Information provided Start Marker

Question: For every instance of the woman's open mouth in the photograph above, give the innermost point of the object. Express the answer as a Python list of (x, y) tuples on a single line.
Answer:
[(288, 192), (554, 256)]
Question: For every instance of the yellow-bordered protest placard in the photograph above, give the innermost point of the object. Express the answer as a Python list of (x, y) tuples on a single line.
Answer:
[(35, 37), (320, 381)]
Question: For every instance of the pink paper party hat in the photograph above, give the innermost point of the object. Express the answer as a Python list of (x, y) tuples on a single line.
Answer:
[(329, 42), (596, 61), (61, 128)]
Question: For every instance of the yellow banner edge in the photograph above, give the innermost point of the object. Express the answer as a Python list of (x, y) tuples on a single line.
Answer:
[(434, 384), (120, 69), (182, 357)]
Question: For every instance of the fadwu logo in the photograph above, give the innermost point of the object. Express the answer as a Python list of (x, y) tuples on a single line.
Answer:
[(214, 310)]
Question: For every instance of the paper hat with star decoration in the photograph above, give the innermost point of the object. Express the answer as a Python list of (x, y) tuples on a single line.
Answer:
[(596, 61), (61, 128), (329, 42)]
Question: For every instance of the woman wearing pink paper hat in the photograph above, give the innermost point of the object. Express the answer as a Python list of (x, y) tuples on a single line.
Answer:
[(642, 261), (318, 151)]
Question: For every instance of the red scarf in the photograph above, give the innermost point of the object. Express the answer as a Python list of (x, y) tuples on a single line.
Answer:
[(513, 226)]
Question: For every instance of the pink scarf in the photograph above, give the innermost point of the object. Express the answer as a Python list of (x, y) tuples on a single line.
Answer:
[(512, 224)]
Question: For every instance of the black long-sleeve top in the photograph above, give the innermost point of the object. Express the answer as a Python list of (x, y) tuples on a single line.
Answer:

Information provided End Marker

The problem:
Every entry in the listing above is to be repeated verbatim.

Exercise solution:
Question: For every instance of the woman's open mouth in the photograph above, give the innermost point of the object. Express the answer as a Python list of (x, y) tuples on a single line.
Answer:
[(288, 192), (554, 256)]
Question: For every instance of the yellow-bordered protest placard in the photograph above, give the innermost point of the object. Express the answer as a Python list of (x, y) tuples on a single line.
Answer:
[(35, 37), (320, 381)]
Question: For every instance of the pink paper party hat in the photograph above, give the innermost point of the object. Express the answer as a Python list of (x, y) tuples on a single line.
Answer:
[(329, 42), (596, 61), (61, 128)]
Question: For every instance of the yellow banner edge in the photograph above, give the innermost point of the object. Express the answer as a Python list of (x, y) tuples on a single line.
Answer:
[(434, 384), (120, 69), (182, 357)]
Question: For every instance of the fadwu logo in the photograph above, give the innermost point of the object. Express the answer as a Python list of (x, y) tuples on a single line.
Answer:
[(214, 310)]
Question: For every instance of the paper hat with star decoration in the photograph above, give the innermost point of the object. Express the answer as a Python list of (x, y) tuples on a single line.
Answer:
[(596, 61), (61, 128), (329, 42)]
Question: For every instance of the woman wearing pink paper hat in the photograph above, give the innermost point of the object. Express the answer as a Python list of (x, y) tuples on a single line.
Answer:
[(642, 261), (318, 151)]
Question: For every instance of the red scarf in the photograph above, give the innermost point of the object. Express the answer as a Python list of (x, y) tuples on a single line.
Answer:
[(513, 226)]
Question: For every instance of the pink scarf in the photograph above, give the innermost point of the object. Express the answer as a Python list of (x, y) tuples on a single line.
Answer:
[(512, 224)]
Question: For every instance of the black long-sleeve top in the photograph above, give the innermost point of the object. Express the answer as a Python list of (x, y) tuples on a single line.
Answer:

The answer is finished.